## Problem
Write out the data below in full. Keep it exact.

:: Input records

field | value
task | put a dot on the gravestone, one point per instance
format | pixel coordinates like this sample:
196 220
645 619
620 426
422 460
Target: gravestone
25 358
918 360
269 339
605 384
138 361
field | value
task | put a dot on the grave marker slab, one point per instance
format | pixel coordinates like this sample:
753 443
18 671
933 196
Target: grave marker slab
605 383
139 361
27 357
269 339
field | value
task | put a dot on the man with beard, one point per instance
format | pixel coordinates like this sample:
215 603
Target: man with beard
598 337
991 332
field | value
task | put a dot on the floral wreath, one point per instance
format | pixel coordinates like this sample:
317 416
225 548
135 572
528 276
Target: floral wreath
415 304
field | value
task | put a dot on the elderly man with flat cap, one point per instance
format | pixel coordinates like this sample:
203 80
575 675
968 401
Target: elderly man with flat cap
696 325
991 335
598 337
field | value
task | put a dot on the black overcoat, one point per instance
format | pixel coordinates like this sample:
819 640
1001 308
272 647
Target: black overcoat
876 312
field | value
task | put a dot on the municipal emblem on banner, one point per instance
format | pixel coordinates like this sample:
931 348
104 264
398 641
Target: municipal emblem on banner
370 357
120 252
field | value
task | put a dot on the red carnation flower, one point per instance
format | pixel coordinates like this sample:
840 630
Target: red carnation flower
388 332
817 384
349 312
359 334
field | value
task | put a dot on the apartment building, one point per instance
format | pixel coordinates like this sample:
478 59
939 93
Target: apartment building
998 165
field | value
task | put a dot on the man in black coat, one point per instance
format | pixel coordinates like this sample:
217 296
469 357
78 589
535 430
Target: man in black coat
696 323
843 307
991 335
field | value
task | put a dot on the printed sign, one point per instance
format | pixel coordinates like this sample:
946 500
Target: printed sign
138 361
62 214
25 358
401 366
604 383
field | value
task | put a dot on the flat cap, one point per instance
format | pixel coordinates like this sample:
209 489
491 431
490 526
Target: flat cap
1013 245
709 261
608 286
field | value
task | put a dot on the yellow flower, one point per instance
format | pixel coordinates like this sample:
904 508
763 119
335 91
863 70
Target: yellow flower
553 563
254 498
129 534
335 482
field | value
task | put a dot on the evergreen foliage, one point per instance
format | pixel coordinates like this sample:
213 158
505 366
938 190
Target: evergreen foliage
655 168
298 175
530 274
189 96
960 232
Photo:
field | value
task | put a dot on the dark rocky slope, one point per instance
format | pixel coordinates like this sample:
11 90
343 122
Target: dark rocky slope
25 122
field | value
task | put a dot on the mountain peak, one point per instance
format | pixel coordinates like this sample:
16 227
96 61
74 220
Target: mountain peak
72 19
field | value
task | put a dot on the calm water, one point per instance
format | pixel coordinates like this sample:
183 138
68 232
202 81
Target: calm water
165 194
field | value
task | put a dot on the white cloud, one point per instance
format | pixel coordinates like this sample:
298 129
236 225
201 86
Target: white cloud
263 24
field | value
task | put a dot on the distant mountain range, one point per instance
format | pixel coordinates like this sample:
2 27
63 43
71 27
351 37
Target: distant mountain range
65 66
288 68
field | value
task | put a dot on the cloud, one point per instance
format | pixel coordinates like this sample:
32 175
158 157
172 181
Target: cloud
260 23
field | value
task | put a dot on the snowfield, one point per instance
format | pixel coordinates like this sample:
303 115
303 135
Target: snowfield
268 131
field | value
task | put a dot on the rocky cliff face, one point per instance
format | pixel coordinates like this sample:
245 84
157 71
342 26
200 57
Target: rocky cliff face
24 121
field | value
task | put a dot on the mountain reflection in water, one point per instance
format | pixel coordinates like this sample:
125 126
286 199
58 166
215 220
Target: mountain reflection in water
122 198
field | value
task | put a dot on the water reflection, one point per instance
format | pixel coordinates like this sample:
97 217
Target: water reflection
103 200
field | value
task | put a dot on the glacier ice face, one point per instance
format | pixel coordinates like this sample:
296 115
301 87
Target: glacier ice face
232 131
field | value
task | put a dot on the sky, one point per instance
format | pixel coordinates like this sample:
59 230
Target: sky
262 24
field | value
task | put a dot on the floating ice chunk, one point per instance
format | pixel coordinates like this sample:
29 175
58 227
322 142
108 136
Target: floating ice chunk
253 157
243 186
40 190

::::

## Correct output
field | value
task | put a dot on the gravestone, one point per instance
format | pixel coordinates like this sample:
196 220
645 619
620 426
422 460
Target: gravestone
25 358
918 360
269 339
605 384
138 361
field | value
task | put a dot on the grave marker slab, one point per instance
format | pixel coordinates like this sample:
753 443
18 671
933 196
Target: grave marker slab
605 383
139 361
27 357
269 339
field | value
task | put a dot on the man with beard, one point per instance
format | pixel coordinates like this sample:
215 603
Target: man with beard
598 337
991 332
field | value
task | put a dot on the floral wreath, one point per instance
format | pixel coordinates like this sample:
317 416
225 548
135 572
528 276
Target: floral wreath
415 304
field | value
task | put a dot on the elderly man with flat cap, one point per instance
format | pixel coordinates like this sample:
203 80
575 675
968 401
Target: elderly man with flat cap
696 325
991 335
598 337
field | value
task | put a dot on the black overcoat, one point per instance
format | pixel coordinates like this sample:
819 640
1001 308
272 647
Target: black overcoat
876 312
field | value
task | put a dot on the municipal emblem on banner, one point per instance
format | pixel coordinates like this sample:
931 348
104 264
398 641
Target: municipal emblem on banner
370 357
120 252
field | value
task | put a dot on the red carnation flower, one point per instance
format | pixel coordinates like this sample:
840 630
Target: red carnation flower
388 332
817 384
349 312
359 334
field | value
task | put a dot on the apartment building, one point per instance
format | pixel coordinates like this sample:
478 59
939 93
Target: apartment building
998 165
field | value
task | put a dot on the man in black coat, one point per instance
format | pixel coordinates like this sample:
217 296
469 357
78 589
535 430
Target: man in black coat
696 323
843 307
991 335
field | value
task | put a dot on the printed sign, one point per instance
format | pixel coordinates like this sample:
946 500
Target: printed sign
138 361
62 214
25 358
401 366
604 383
field | value
task | put a dot on the flat cap, one point per instance
format | pixel coordinates like this sample:
209 489
491 431
490 526
Target: flat cap
1013 245
709 261
608 286
field | value
task | put a dot on the yellow flower, one point per instance
format | pixel coordinates like this sample:
904 508
763 119
335 91
863 70
Target: yellow flower
553 563
254 498
129 534
335 482
field | value
task | put a dot on the evergreen foliage, one point per instance
format | pixel coordinates like this sample:
213 158
505 366
938 190
Target: evergreen foliage
655 168
298 175
530 274
189 96
960 232
Photo:
field | value
task | put a dot on the dark rocky slope, one point per instance
format | pixel coordinates like this sample:
11 90
343 122
Target: dark rocky slope
25 122
field | value
task | put a dot on the mountain peak, one point per instance
format | pixel coordinates like this sample:
16 227
96 61
74 220
Target: mountain peak
72 19
field | value
task | put a dot on the calm water, one point per instance
format | pixel coordinates like this sample:
183 138
68 232
202 81
Target: calm water
165 194
field | value
task | put a dot on the white cloud, one point per instance
format | pixel coordinates like this sample:
298 129
236 225
201 86
Target: white cloud
263 24
field | value
task | put a dot on the distant mountain range, one point per instance
format | pixel coordinates like this sample:
2 27
63 43
71 27
351 37
Target: distant mountain range
65 66
288 68
field | value
task | put a dot on the cloud, one point per instance
format | pixel coordinates like this sample:
32 175
158 157
172 181
Target: cloud
260 23
field | value
task | put a dot on the snowfield, one point per instance
format | pixel coordinates like this sample:
303 115
303 135
Target: snowfield
268 131
field | value
task | put a dot on the rocky cliff face, one point per instance
format | pixel coordinates like this sample:
245 84
157 71
342 26
200 57
Target: rocky cliff face
24 121
field | value
task | put a dot on the mountain reflection in water, one point per instance
format | pixel coordinates like this sample:
125 126
286 199
58 166
215 220
Target: mountain reflection in water
122 198
field | value
task | put a dot on the water reflection, one point per instance
format | pixel coordinates like this sample:
97 217
Target: water reflection
103 200
field | value
task | put a dot on the glacier ice face, one point per instance
format | pixel coordinates like this sample:
296 115
301 87
Target: glacier ice face
232 131
field | value
task | put a dot on the sky, one point per instance
format | pixel coordinates like this sample:
59 230
Target: sky
262 24
field | value
task | put a dot on the floating ice chunk, one point per instance
format | pixel coordinates like this sample:
29 175
58 227
322 142
108 136
Target: floating ice chunk
253 157
243 186
40 190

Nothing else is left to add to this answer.